§ **Stated goal**: Report every line in the material below that contains the word "black", copying each such line in full.

---+---

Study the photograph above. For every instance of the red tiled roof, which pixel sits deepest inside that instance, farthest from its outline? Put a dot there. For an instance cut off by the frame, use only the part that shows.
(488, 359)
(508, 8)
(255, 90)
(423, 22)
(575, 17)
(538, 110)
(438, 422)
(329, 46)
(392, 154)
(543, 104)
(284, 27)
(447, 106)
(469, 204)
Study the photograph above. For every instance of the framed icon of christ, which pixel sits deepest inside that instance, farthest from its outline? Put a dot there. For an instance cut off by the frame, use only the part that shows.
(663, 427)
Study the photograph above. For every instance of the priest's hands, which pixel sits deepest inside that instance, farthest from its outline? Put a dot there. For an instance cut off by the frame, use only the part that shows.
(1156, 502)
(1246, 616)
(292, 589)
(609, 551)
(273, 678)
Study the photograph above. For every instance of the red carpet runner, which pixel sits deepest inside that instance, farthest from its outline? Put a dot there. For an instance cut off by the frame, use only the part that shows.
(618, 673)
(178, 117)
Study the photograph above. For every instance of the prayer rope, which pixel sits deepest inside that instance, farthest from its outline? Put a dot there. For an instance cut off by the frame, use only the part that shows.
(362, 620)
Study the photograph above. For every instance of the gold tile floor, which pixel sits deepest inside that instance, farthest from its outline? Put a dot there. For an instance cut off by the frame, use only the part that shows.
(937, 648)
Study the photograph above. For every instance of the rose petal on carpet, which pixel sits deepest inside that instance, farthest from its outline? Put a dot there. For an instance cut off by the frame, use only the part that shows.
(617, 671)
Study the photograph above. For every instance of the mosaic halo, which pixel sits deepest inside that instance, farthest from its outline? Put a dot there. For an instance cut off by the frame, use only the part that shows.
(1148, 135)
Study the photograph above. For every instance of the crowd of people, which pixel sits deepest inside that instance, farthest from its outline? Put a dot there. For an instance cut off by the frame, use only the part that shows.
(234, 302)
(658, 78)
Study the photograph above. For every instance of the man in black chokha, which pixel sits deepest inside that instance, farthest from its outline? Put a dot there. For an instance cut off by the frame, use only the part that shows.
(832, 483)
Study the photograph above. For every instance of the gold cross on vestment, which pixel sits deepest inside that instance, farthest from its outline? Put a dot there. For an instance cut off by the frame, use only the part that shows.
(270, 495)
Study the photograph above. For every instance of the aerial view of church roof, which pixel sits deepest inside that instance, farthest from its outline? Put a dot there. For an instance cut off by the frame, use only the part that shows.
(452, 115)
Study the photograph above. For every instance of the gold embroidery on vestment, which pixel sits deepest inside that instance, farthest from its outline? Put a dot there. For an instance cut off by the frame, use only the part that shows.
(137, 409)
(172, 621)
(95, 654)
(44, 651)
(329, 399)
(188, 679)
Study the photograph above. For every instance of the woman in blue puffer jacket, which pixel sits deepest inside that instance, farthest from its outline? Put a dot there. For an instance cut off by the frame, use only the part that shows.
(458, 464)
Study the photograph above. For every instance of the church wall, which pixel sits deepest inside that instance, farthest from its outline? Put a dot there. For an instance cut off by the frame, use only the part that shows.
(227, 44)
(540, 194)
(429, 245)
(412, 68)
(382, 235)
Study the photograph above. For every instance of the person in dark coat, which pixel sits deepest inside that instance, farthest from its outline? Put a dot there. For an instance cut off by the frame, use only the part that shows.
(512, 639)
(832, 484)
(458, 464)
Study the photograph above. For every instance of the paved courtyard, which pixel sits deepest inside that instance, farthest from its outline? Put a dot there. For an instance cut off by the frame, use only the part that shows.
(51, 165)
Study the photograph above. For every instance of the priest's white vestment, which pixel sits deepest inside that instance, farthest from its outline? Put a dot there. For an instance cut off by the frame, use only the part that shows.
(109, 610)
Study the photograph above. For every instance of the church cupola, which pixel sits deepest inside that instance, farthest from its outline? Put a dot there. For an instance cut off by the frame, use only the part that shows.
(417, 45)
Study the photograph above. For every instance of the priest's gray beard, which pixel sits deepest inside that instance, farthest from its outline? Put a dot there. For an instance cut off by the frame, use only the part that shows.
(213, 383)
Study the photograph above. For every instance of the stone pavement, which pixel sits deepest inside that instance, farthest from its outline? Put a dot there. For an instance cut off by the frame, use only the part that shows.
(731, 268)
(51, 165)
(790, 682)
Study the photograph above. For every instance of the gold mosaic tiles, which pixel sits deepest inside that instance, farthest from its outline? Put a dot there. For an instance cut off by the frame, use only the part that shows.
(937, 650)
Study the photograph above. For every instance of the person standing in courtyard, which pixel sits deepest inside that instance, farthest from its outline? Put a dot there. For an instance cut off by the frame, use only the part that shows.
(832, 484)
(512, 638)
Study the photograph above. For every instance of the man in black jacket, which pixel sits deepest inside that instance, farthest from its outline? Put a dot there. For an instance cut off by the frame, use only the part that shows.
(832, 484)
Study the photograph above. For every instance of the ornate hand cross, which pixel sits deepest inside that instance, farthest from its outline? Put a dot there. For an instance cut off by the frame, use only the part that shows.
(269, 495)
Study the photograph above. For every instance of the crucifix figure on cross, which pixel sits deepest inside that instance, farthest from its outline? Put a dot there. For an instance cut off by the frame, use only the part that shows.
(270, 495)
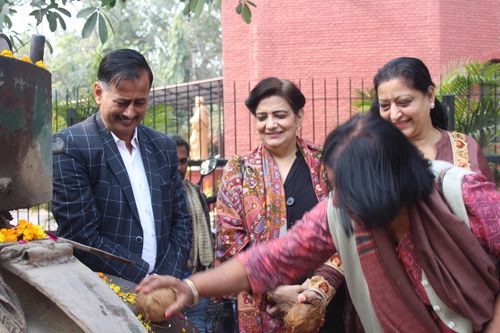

---+---

§ **Solution below**:
Study the photograph above. For every instance of the man in black chokha, which pixel sits deepest inside that instance, farthest from its outline? Put a dot there. For an instance cut off by the frame, use only the part that shows.
Study the photograph above. For every instance of the man in black jacket, which pixel sits deepest inside that instance, farthest from its outline? Put a dot there. For an instance cut off by the frame, use only the part that shows.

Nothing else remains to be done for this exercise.